> **EXERCISE TASK**: Reproduce the items from their beginning through the line containing "0,0,604,218", inclusive, with "cloudy sky" renamed to "overcast sky" and all else unchanged. Leave the pictures out of the answer.

> **INPUT ROWS**:
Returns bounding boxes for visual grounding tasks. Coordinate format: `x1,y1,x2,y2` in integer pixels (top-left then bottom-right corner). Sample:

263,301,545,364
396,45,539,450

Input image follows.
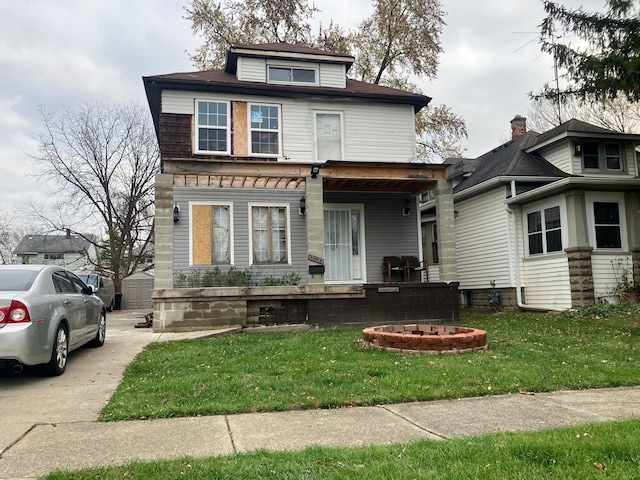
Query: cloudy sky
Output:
0,0,604,218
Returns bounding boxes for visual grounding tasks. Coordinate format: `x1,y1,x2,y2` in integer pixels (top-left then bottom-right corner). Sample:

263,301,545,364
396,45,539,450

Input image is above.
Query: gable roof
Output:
454,131,570,193
13,235,91,255
225,42,355,73
527,118,640,152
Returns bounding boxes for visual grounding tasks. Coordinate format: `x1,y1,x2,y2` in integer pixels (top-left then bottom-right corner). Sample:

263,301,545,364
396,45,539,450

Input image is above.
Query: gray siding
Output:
173,187,307,283
324,192,421,283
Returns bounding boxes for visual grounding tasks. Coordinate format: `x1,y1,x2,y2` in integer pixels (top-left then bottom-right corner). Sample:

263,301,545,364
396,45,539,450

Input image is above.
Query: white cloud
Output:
0,0,616,214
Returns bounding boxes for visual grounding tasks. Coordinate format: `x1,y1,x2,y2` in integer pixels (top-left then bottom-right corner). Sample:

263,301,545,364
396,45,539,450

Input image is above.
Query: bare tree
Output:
527,94,640,133
32,103,160,292
185,0,467,162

> **OUTPUT OF THE TASK**:
Returns bounding boxes for visual grounding tasks. Coordinate format: `x1,y1,x2,y2` in integer pixels (top-left then bottom-right corner). Sample:

263,301,545,364
396,45,539,450

Input image follows.
Query: overcast sky
Output:
0,0,604,218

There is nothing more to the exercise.